DATA SUPPLIED
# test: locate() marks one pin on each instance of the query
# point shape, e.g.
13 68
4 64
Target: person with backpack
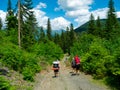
77 61
73 65
56 68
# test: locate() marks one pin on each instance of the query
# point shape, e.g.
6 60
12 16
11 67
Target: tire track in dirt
66 81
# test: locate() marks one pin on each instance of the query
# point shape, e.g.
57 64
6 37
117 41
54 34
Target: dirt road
66 81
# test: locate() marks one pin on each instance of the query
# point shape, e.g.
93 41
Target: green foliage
19 60
5 84
0 23
82 45
49 36
49 50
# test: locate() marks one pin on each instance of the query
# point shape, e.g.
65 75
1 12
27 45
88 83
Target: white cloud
3 16
118 14
41 5
79 10
59 23
75 8
56 23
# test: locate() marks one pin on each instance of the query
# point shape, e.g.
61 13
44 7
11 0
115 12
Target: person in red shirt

BRIEF
From the first line to the last, repeat the records above exactly, leaving out the pictures.

EXPECTED ANSWER
# test: locate() marks one pin on each instance of the query
# point shape, e.g.
13 68
4 64
Target: person with backpack
77 61
73 65
56 68
# test: locate() marks one pin on each instance of the query
# point shape, e.g.
6 60
12 16
11 67
Target: tire track in dirt
66 81
# test: locate() marks one pin on each instance of the query
# point shape, e.g.
57 64
6 37
117 41
54 34
Target: dirt road
66 81
# test: locate() marks one pin on each instance of the query
# point shape, e.g.
93 41
Target: green foliage
19 60
5 84
0 23
82 45
49 36
49 50
# test: locate() marks one pin on each instance of the query
# point shape, e.g.
65 75
1 12
27 45
88 83
Target: white cloud
3 16
118 14
41 5
79 10
59 23
75 8
56 23
# test: locate() marks one pin on each instance of the query
# point shape, e.g.
61 13
44 7
11 0
115 12
Target: person in red shirt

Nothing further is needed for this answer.